╭─ Recorded information
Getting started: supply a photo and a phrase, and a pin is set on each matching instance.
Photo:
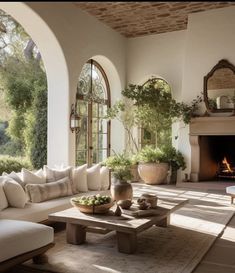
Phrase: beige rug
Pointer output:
(176, 249)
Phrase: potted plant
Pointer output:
(175, 159)
(152, 168)
(120, 167)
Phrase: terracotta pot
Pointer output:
(121, 190)
(153, 173)
(150, 198)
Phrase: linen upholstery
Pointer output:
(16, 176)
(38, 212)
(42, 192)
(54, 174)
(14, 192)
(29, 177)
(19, 237)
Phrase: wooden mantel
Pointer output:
(212, 126)
(206, 126)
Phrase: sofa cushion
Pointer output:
(16, 176)
(80, 179)
(93, 178)
(19, 237)
(54, 174)
(104, 177)
(42, 192)
(38, 212)
(15, 194)
(29, 177)
(3, 198)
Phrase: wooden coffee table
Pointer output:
(127, 227)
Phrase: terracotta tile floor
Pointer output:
(221, 256)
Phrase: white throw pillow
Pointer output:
(104, 178)
(80, 179)
(42, 192)
(54, 175)
(29, 177)
(3, 198)
(93, 178)
(15, 194)
(16, 176)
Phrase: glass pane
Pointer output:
(103, 126)
(84, 81)
(81, 158)
(99, 155)
(95, 112)
(95, 125)
(82, 108)
(81, 141)
(102, 110)
(98, 84)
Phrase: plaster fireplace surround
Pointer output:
(212, 139)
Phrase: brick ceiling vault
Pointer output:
(133, 19)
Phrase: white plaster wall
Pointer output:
(80, 37)
(160, 55)
(210, 38)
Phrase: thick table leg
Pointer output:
(127, 242)
(164, 222)
(76, 234)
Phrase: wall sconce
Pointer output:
(74, 120)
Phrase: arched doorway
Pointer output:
(161, 137)
(92, 101)
(57, 79)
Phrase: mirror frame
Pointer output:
(221, 64)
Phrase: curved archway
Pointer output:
(115, 94)
(164, 135)
(57, 79)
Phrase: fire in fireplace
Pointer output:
(217, 158)
(226, 170)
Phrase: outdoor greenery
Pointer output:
(9, 164)
(23, 94)
(150, 106)
(120, 166)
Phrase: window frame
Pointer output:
(89, 149)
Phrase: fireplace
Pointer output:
(212, 142)
(217, 158)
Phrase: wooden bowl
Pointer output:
(93, 209)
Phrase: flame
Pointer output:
(227, 165)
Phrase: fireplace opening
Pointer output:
(217, 158)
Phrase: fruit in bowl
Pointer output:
(93, 203)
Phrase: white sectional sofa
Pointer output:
(26, 200)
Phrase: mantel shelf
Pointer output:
(212, 126)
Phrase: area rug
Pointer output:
(176, 249)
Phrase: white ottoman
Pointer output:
(22, 240)
(231, 191)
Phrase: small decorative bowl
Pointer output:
(93, 209)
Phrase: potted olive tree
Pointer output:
(155, 164)
(151, 168)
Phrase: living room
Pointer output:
(180, 51)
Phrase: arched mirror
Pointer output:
(219, 88)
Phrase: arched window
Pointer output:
(162, 137)
(93, 98)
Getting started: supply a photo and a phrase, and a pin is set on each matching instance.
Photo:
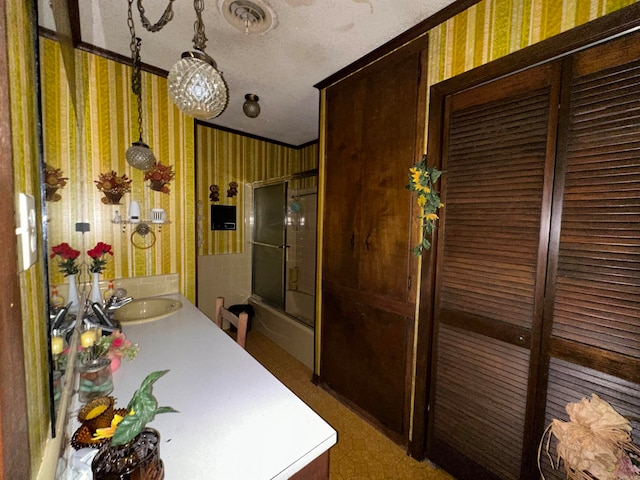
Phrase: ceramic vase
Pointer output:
(115, 362)
(137, 460)
(73, 294)
(96, 297)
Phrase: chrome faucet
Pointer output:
(116, 302)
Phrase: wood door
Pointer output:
(392, 143)
(343, 185)
(592, 316)
(365, 360)
(498, 159)
(375, 124)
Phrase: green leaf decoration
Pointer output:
(421, 181)
(142, 408)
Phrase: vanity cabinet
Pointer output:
(374, 122)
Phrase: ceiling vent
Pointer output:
(249, 16)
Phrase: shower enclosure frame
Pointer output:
(270, 272)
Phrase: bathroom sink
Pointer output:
(146, 310)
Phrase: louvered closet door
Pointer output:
(594, 287)
(498, 163)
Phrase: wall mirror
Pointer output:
(53, 176)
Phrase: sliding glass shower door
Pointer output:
(269, 244)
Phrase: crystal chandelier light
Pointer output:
(195, 85)
(138, 155)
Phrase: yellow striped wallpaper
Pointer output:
(484, 32)
(22, 76)
(223, 157)
(494, 28)
(110, 126)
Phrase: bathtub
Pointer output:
(284, 330)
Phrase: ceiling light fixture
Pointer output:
(195, 85)
(248, 16)
(251, 107)
(138, 155)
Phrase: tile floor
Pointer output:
(362, 452)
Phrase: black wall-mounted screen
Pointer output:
(223, 217)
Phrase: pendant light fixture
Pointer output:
(138, 155)
(195, 85)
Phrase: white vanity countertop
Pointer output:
(236, 420)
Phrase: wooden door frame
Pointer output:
(14, 434)
(599, 30)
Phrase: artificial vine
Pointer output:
(421, 181)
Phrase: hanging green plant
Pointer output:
(421, 181)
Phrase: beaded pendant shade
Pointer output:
(138, 155)
(195, 84)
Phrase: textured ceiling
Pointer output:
(311, 40)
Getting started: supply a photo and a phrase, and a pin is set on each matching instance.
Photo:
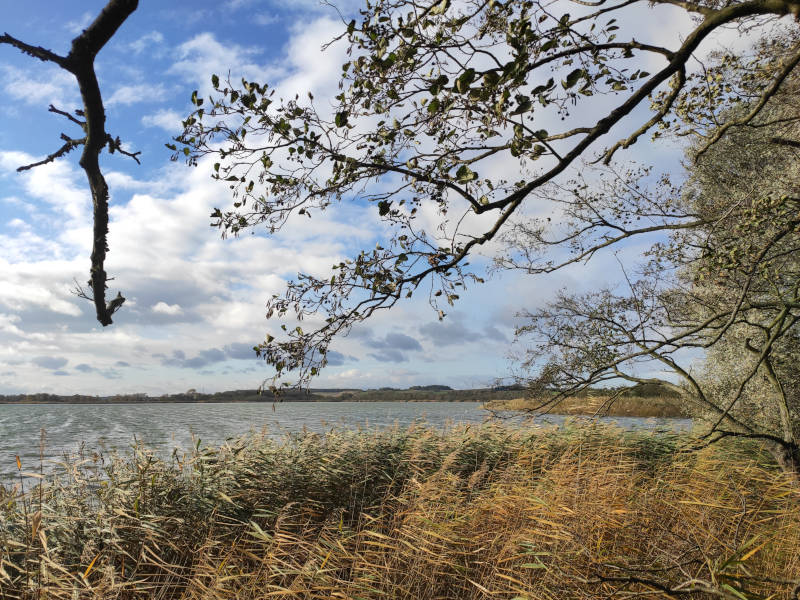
╰─
## Exercise prompt
Where a line of the records has the string "mantel", copy that line.

## Solved exercise
Phrase: wooden mantel
Phrase: mantel shelf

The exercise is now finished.